=== Source records ===
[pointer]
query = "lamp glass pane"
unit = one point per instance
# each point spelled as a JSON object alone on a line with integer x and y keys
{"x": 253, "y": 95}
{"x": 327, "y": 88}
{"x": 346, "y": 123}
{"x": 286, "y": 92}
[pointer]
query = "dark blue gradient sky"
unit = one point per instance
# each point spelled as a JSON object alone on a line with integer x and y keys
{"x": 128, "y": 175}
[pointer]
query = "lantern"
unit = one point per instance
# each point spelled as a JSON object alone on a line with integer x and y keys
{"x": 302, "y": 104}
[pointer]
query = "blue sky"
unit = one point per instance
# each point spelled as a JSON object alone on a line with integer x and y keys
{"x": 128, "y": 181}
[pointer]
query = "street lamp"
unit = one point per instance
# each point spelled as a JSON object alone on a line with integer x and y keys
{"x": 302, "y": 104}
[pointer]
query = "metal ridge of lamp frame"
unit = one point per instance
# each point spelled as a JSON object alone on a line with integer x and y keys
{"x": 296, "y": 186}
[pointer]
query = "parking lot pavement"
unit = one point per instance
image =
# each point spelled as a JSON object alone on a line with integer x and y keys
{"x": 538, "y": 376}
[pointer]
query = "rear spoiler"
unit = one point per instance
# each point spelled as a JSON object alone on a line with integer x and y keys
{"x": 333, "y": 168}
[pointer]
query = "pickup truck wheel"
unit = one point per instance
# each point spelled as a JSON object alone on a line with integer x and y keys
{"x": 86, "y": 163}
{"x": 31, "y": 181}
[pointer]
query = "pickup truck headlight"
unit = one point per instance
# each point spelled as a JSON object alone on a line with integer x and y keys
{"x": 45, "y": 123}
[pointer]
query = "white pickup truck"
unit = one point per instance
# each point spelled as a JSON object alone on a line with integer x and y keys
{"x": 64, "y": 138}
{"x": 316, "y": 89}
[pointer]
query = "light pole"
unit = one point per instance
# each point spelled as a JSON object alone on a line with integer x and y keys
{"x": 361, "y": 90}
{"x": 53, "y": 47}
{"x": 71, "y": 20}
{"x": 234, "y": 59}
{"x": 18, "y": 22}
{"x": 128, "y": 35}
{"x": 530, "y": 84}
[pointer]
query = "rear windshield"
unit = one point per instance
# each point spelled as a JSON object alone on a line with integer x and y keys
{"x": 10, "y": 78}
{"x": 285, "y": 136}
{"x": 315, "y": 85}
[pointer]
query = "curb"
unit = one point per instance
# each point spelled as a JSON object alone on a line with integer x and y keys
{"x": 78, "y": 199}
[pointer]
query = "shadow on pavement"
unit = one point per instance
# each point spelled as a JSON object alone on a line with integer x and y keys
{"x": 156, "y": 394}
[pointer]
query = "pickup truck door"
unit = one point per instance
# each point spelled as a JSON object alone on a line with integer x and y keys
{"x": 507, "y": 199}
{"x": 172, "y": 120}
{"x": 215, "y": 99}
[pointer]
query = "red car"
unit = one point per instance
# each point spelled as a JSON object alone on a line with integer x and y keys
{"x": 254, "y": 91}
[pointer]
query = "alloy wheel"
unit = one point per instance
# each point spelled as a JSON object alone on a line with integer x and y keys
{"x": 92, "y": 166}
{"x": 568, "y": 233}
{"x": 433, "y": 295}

==

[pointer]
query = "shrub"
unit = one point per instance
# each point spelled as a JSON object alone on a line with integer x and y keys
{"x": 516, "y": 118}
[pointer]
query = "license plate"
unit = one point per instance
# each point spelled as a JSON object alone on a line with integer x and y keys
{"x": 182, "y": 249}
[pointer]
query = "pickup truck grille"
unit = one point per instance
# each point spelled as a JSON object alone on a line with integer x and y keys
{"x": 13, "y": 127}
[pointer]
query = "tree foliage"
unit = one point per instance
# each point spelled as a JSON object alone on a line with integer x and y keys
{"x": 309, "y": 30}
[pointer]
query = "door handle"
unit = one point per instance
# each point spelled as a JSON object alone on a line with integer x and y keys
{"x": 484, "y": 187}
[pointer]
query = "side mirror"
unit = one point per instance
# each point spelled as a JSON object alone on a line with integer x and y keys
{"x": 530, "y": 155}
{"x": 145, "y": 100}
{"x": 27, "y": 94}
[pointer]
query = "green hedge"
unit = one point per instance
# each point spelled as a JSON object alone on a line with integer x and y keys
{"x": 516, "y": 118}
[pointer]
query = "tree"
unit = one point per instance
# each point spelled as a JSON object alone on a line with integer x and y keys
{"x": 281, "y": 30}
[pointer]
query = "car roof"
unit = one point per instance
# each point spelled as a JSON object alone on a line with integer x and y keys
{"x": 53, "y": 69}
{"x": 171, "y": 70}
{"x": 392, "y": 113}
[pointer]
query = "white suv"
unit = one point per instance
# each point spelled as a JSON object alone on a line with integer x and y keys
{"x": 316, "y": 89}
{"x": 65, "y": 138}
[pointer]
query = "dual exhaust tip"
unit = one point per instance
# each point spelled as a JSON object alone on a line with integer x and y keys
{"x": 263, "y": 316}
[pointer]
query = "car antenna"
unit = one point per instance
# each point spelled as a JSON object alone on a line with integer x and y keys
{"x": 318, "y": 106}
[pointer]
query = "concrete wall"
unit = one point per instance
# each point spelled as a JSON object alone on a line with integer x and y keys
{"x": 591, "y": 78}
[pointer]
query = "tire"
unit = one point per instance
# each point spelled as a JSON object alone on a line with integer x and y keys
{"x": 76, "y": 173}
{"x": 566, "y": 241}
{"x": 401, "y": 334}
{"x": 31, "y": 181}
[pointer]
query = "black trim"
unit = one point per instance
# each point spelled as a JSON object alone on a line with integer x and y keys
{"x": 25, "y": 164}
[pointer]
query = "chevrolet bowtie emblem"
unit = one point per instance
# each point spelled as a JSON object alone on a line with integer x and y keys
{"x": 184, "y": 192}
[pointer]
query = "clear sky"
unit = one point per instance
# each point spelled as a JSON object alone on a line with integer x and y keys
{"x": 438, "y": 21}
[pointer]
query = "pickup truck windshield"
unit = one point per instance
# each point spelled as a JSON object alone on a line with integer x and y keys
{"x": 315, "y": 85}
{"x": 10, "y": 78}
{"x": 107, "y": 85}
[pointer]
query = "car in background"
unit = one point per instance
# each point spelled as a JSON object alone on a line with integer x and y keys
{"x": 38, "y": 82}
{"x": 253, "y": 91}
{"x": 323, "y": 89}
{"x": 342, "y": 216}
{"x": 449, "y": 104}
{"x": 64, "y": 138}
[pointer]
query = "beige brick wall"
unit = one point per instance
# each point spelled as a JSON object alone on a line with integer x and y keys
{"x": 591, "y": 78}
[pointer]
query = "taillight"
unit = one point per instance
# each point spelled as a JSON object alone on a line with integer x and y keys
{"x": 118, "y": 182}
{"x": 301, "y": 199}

---

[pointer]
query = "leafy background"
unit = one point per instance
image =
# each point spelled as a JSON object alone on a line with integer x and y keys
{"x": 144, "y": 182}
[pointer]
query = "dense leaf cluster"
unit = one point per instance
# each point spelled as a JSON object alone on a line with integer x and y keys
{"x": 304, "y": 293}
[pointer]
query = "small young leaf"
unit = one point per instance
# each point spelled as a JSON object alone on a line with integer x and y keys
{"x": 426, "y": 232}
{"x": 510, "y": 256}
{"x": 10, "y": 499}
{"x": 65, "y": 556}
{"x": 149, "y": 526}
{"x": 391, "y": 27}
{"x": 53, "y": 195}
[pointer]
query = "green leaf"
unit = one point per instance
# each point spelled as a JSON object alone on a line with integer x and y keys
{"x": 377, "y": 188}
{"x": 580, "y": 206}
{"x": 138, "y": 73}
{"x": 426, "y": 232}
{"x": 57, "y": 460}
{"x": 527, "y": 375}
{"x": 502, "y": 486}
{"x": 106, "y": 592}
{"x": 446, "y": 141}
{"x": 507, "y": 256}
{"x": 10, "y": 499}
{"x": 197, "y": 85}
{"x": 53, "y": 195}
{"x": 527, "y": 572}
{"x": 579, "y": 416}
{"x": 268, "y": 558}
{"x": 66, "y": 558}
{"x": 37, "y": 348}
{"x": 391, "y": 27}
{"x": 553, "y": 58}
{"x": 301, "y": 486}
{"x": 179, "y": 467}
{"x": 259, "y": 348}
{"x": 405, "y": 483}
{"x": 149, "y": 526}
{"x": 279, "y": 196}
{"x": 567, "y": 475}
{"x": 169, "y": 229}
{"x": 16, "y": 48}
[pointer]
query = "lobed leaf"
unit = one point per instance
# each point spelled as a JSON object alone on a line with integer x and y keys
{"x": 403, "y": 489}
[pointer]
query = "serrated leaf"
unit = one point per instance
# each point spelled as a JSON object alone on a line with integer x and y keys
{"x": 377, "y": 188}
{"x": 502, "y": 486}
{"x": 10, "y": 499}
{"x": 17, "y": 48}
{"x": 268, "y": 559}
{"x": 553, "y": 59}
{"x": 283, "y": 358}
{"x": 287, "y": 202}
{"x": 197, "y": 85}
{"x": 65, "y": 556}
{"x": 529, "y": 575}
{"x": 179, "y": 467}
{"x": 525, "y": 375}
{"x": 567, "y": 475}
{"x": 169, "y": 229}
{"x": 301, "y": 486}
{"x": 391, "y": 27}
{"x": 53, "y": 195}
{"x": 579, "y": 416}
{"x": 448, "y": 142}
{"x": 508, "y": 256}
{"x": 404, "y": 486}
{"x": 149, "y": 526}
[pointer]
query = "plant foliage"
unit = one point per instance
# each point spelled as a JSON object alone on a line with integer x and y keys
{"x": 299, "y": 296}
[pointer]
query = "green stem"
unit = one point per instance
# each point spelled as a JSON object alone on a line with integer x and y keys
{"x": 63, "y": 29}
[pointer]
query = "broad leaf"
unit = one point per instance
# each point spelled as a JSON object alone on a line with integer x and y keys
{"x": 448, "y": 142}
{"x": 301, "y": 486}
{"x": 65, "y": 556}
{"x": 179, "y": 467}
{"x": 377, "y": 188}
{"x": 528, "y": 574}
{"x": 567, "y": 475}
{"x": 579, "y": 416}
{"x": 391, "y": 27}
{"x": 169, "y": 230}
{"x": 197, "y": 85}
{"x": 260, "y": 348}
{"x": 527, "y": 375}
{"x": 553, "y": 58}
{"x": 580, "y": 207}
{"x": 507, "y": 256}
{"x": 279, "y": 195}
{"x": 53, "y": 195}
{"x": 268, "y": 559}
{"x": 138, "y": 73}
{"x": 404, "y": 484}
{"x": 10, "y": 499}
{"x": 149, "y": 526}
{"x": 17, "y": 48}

=== What needs to be done ===
Retrieve all lines from the data that contain the string "pavement".

=== Answer section ===
query = "parking lot pavement"
query = "shadow on pavement"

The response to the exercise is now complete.